Answer these questions from the facial recognition extract below.
1. On what date did the OAIC and ICO announce their joint investigation into Clearview AI?
2. How many photos had Clearview AI scraped from the internet?
3. Which city is said to have recently banned the technology altogether?

**PAGE EXTRACT:**
[Start of Attachment]

If organisations are considering using facial recognition technology, in addition to testing a model’s performance over a whole population, accuracy should be assessed with regards to permutations of certain subpopulations, (eg people of Asian origin, women, and women of Asian origin). This might mitigate against problems when such technologies are commercially applied, such as (for example) the inaccurate determination of alertness of non-white truck drivers, or inaccurate description of the purchasing demographics of a given retail item.
Finally, it is important for organisations to determine if the use of such systems exposes them to a risk of being seen to create or reinforce biases. Google recently announced, to some praise, that it would be removing inaccurate gender labelling from its tools. Such measures are a relatively simple way of ensuring that facial recognition software and AI processes comply with the values of the organisation and reduce the risk that the organisation is perceived as engaging in undue surveillance or other poor privacy or data governance practices.
Case Study: Clearview AI
On 9 July, 2020 the OAIC and ICO announced a joint investigation into New York-based Clearview AI Inc. The company had controversially ‘scraped’ more than 3 billion photos from the internet (collected publicly-available images of identifiable individuals, such as from Facebook) to populate a database, without their subjects’ consent. Users of the software can upload photographs containing faces that they wish to identify and receive identifying details, including social media accounts. On 14 July 2020 documents revealed that the Australian Federal Police has used Clearview’s facial recognition technology.
In Australia, the Australian Privacy Principles (APPs) govern rights and obligations surrounding the collection, use and sharing of personal information. Broadly, these principles govern when (ie if reasonably necessary and connected to the business), and how (ie given clear disclosure and consent) personal information such as images containing customers’ faces, should be collected, stored and destroyed. The use of biometrics to identify individuals means this type of personal information constitutes 'sensitive' information under the Privacy Act, which is afforded a higher level of protection, and can only be collected with the individual's consent. Until it is clear how the APPs and privacy laws in general intersect with emerging technologies such as facial recognition software, many organisations both within and outside of Australia, have called for a moratorium on its use, with San Francisco recently banning the technology altogether.
Despite legal uncertainties, the joint investigation into Clearview AI signals a willingness on the part of Australian authorities to investigate those who misuse sensitive personal information, including organisations who employ or sell technologies that may facilitate such misuse.
While a private entity may well be lawfully permitted to collect certain data from its customers and stakeholders, the more pertinent question is whether they should do so, including whether this constitutes a sound business decision. The Clearview and PULSE cases illustrate the importance for organisations to understand not just the privacy and other legal implications of employing new technologies, but the ethical and supply chain implications of doing so.
Government and business can expect increased regulator and community scrutiny of facial recognition technology. Before adopting this technology, we recommend you undertake a privacy impact assessment that considers both privacy law compliance and alignment with evolving community expectations.

[End of Attachment]

**EXTRACTED INFORMATION:**
[Start of Attachment]

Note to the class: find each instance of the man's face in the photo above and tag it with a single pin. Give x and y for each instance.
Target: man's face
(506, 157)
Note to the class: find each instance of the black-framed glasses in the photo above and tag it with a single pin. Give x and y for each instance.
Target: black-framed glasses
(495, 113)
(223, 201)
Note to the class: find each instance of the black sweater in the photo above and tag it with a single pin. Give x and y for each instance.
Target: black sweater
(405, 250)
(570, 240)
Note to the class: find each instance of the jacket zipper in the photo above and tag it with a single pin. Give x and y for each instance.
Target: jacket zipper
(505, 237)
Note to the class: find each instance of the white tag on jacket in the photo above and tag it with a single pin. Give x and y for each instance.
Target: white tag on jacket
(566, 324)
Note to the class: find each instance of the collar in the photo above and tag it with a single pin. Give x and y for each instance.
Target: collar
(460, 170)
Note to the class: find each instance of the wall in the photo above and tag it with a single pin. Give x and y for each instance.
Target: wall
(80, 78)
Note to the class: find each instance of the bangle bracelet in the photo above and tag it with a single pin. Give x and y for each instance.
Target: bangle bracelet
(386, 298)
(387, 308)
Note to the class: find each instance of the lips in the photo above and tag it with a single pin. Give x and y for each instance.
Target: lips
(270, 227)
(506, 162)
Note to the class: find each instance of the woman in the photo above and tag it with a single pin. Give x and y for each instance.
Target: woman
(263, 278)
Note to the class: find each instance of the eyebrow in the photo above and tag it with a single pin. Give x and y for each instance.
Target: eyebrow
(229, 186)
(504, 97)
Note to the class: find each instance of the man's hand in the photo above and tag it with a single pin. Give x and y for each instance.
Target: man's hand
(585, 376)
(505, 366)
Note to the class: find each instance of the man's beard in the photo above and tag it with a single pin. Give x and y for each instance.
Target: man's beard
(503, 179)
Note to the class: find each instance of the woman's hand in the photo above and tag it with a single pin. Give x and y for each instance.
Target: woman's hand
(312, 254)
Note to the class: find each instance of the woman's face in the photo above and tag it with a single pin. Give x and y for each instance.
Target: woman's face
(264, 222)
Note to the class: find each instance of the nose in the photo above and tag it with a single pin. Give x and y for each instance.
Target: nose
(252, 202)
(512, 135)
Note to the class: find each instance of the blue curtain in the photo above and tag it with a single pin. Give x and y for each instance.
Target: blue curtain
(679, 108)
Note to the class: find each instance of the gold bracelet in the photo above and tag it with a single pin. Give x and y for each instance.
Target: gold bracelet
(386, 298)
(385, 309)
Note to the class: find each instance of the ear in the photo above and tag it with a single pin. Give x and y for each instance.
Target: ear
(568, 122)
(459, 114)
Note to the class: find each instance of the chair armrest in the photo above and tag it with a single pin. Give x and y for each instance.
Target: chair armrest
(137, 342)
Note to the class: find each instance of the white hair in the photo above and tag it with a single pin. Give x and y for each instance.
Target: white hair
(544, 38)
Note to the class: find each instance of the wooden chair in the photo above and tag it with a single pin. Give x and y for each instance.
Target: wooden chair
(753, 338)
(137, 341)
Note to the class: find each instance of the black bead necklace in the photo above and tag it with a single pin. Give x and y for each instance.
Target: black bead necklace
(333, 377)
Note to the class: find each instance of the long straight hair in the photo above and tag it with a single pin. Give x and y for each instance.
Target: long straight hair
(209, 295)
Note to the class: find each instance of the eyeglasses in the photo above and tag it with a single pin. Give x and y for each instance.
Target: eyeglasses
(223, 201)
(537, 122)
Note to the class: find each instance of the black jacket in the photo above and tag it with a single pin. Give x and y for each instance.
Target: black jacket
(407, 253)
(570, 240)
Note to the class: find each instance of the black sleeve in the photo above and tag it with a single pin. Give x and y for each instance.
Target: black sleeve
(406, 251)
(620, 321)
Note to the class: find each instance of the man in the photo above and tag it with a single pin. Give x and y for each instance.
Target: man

[End of Attachment]

**WRITTEN ANSWER:**
1. 9 July, 2020
2. More than 3 billion
3. San Francisco